OBJECTIVES:
**a.** In the inference pipeline notebook below, decide whether each statement agrees with it. For each, answer yes or no and quote the words that settle it. (i) The procedure combines all replicates. (ii) The input files are read from the directory 'data/consensus-cdr3nt-90_minimal'. (iii) The file of ids is written with commas as separators.
**b.** Reproduce part of the inference pipeline notebook below word for word, starting at "df['sequence_id'] = df.index" and ending at "df.drop('seq_id',axis=1,inplace=True)".
**c.** According to the inference pipeline notebook below, which repository provides the links for downloading the annotated data?

READING TEXT:
## Example inference pipeline
This notebook infers lineages from the [Briney et al. 2019](https://doi.org/10.1038/s41586-019-0879-y) dataset.

In [None]:
import os
import pandas as pd
from tqdm import tqdm

* Download data  
Annotated data can be downloaded using links provided in the [briney/grp_paper repository](https://github.com/briney/grp_paper).  
The procedure below takes all replicates together and introduces AIRR-compatible format requred by HILARy

In [None]:
!wget http://burtonlab.s3.amazonaws.com/sequencing-data/hiseq_2016-supplement/316188_HNCHNBCXY_consensus_UID18-cdr3nt-90_minimal_071817.tar.gz
!tar -xvf 316188_HNCHNBCXY_consensus_UID18-cdr3nt-90_minimal_071817.tar.gz --directory data/

In [None]:
from utils import Compatible
compatible = Compatible()
usecols = ['seq_id',
           'chain',
           'productive',
           'v_full',
           'j_full',
           'cdr3_nt',
           'v_start',
           'vdj_nt',
           'isotype']
dirname = 'data/consensus-cdr3nt-90_minimal'
dfs = []
for filename in tqdm(os.listdir(dirname)):
    df = pd.read_csv(os.path.join(dirname,filename),usecols=usecols)
    dfs.append(compatible.df2airr(df))
df = pd.concat(dfs,ignore_index=True)
df['sequence_id'] = df.index
filename = 'data/316188_ids.tsv.gz'
df[['seq_id','sequence_id']].to_csv(filename,sep='\t',index=False)
df.drop('seq_id',axis=1,inplace=True)
filename = 'data/316188.tsv.gz'
usecols = ['sequence_id',
           'v_call',
           'j_call',
           'junction',
           'v_sequence_alignment',
           'j_sequence_alignment',
           'v_germline_alignment',
           'j_germline_alignment']
df[usecols].to_csv(filename,sep='\t',index=False)

GIVEN ENTRIES:
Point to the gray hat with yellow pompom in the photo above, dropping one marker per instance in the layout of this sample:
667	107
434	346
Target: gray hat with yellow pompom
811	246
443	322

FULL SOLUTIONS:
**a.**
(i) Yes: "The procedure below takes all replicates together"
(ii) Yes: "dirname = 'data/consensus-cdr3nt-90_minimal'"
(iii) No: "df[['seq_id','sequence_id']].to_csv(filename,sep='\t',index=False)"

**b.**
df['sequence_id'] = df.index
filename = 'data/316188_ids.tsv.gz'
df[['seq_id','sequence_id']].to_csv(filename,sep='\t',index=False)
df.drop('seq_id',axis=1,inplace=True)

**c.** The briney/grp_paper repository.